**Texte fourni:**
□ □ □ □

A la suite de la convention sur la biodiversité de 1992, les pays membres ont décidé d'étendre leur coopération dans la zone maritime à la préservation de la biodiversité. Devant la difficulté d'avancer au niveau mondial sur ces questions, comme l'a reconnu M. Klaus Toepfer, Directeur exécutif du Programme des Nations Unies pour l'environnement (PNUE), il paraît indispensable de progresser au niveau régional entre pays européens partageant les mêmes priorités et le même niveau de développement.

Mme Margot Wallström soulignait lors de la conférence de Kuala Lumpur : « la biodiversité n'est pas un luxe : c'est une condition nécessaire à la vie et il est essentiel de la protéger ».

C'est pourquoi, sous le bénéfice de ces observations, votre rapporteur vous propose d'adopter sans modification le présent projet de loi.

EXAMEN EN COMMISSION

La commission a procédé à l'examen du présent rapport lors de sa réunion du 11 février 2004.

A la suite de l'exposé du rapporteur, un débat s'est engagé avec les commissaires :

M. André Boyer, répondant à M. André Rouvière qui souhaitait savoir si la commission OSPAR disposait de moyens propres, a indiqué qu'elle avait la possibilité de mener des études scientifiques et de faire des préconisations. Cependant, prenant l'exemple de l'eutrophisation, il a expliqué que ces phénomènes liés au milieu naturel étaient très complexes à limiter, voire à éliminer complètement, pour éviter la mort des écosystèmes aquatiques ou même permettre leur reconstitution.

M. Christian de La Malène s'est interrogé sur le bilan de l'application de la convention OSPAR et sur son application aux pollutions pétrolières.

M. André Boyer a indiqué que la mise en place de cette convention et auparavant des conventions d'Oslo et de Paris avait permis d'interdire ou de limiter les rejets de très nombreux produits. Toutefois, les processus biologiques sont longs, ainsi que les recherches scientifiques devant amener à une typologie et un inventaire complet des écosystèmes de l'Atlantique du Nord-Est. Concernant les pollutions pétrolières, il a rappelé que l'adoption de la convention OSPAR avait permis de réglementer les rejets off-shore et que la réglementation internationale du transport maritime d'hydrocarbures était de la responsabilité de l'organisation maritime internationale (OMI) qui a adopté plusieurs conventions en la matière.

M. Christian de La Malène s'est alors interrogé sur la capacité et la volonté des Etats à intervenir dans les eaux internationales pour faire respecter les conventions en vigueur.

□ □ □ □

**Tâches à effectuer:**
• a. D'après le texte fourni, lors de quelle réunion la commission a-t-elle examiné le rapport ?
• b. Les affirmations suivantes concordent-elles avec le texte fourni ? Répondez par oui ou non et citez les mots décisifs du texte. (i) Selon M. André Boyer, la commission OSPAR peut mener des études scientifiques et faire des préconisations. (ii) Le rapporteur propose d'adopter le projet de loi avec des modifications. (iii) La réglementation internationale du transport maritime d'hydrocarbures relève de la commission OSPAR.
• c. Poursuivez le compte rendu de l'examen en commission consacré à la convention OSPAR, à la suite de sa dernière phrase.

□ □ □ □

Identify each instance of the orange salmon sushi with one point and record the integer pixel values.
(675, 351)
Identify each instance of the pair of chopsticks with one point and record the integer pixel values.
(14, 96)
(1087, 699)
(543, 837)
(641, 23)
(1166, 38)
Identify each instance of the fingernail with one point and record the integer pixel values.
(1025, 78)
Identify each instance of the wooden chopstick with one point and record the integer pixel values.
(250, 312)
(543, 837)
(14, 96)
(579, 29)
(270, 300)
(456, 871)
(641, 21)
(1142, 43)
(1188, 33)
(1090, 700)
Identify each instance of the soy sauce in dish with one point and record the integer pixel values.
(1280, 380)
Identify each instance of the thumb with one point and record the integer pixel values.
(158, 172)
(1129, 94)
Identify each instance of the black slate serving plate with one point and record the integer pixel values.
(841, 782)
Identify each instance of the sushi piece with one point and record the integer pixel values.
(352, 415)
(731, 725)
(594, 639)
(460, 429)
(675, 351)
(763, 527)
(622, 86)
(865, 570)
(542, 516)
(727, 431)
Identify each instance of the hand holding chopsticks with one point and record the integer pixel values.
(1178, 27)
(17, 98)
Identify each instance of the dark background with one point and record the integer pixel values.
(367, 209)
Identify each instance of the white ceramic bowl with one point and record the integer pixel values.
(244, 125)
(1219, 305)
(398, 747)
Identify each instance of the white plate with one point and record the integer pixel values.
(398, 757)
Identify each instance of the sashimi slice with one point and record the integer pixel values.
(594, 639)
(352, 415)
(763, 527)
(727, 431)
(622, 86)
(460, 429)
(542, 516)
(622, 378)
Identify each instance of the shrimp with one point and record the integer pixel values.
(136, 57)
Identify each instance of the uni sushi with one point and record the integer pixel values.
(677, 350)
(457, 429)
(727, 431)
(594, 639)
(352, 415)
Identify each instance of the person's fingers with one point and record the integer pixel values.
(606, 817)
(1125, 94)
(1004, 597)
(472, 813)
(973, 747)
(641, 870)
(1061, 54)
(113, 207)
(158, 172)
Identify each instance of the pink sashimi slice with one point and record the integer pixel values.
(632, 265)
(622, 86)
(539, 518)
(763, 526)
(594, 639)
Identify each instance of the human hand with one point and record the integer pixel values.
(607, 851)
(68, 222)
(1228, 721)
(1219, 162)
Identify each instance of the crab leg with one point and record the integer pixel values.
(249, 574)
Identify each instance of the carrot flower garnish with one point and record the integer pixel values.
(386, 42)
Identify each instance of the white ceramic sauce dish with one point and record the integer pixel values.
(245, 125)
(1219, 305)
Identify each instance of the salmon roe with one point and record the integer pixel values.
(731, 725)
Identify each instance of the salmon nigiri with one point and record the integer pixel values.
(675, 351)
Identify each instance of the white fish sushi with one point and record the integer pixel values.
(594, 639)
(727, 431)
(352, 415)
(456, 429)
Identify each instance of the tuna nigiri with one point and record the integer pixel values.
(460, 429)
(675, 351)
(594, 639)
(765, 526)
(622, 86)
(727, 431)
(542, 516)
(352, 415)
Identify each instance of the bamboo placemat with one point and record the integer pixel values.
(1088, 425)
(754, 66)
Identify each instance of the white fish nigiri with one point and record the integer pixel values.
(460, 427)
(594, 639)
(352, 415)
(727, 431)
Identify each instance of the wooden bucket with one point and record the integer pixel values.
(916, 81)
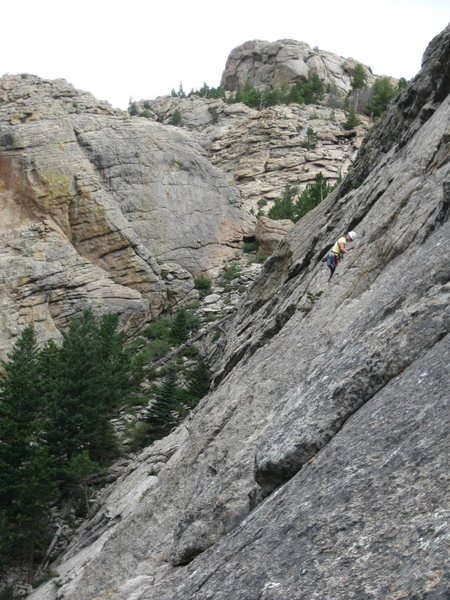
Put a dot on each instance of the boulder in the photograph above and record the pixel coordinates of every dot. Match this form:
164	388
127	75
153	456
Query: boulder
91	200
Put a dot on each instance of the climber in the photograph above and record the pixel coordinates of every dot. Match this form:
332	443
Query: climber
338	250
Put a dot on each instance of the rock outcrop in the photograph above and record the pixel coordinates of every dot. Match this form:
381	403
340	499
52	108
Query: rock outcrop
263	151
318	466
91	200
268	65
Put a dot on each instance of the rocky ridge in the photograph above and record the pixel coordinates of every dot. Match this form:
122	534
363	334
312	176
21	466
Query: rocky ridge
263	151
93	202
317	467
275	64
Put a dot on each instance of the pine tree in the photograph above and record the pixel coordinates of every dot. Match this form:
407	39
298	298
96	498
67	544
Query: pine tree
179	331
199	381
311	196
95	375
283	208
359	77
352	120
162	416
26	468
383	93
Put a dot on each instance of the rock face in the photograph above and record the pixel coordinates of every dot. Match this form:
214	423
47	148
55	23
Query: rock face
317	468
275	64
263	151
90	198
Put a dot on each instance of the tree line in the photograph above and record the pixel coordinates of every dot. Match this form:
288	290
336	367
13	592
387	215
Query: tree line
56	406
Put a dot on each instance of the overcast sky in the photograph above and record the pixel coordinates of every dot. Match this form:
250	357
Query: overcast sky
144	48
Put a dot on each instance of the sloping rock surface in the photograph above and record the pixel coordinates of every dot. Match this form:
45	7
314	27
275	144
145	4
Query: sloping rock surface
89	198
318	467
263	151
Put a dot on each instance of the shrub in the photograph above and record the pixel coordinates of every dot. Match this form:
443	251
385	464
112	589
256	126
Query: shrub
383	93
203	285
250	247
175	119
352	120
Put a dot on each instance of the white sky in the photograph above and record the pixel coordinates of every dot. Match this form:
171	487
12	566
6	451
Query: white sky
144	48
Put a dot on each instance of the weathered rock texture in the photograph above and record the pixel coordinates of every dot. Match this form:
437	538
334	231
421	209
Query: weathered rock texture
263	151
89	198
275	64
318	467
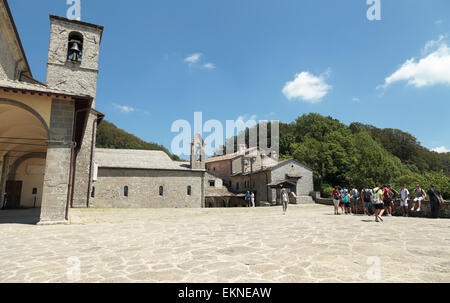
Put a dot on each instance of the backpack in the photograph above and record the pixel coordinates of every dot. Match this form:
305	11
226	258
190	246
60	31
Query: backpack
390	194
336	196
367	196
375	198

□ □ □ □

**Réponses par tâche:**
• a. Lors de sa réunion du 11 février 2004.

• b.
(i) Oui : « elle avait la possibilité de mener des études scientifiques et de faire des préconisations ».
(ii) Non : « adopter sans modification le présent projet de loi ».
(iii) Non : « était de la responsabilité de l'organisation maritime internationale (OMI) ».

• c.
M. André Boyer a alors indiqué qu'en droit international la compétence d'un Etat se limitait, en dehors de ses eaux territoriales, aux bâtiments battant son pavillon, même si l'on pouvait observer depuis quelques années la volonté des Etats côtiers d'exercer leur droit de se protéger.

Enfin, répondant à M. Louis Moinard qui souhaitait savoir pourquoi l'Union européenne n'était pas partie à cette convention en lieu et place de la France, le rapporteur a précisé que le champ d'application de cette convention ne se limitait pas à des compétences communautaires exclusives.

La commission a alors adopté le présent projet de loi.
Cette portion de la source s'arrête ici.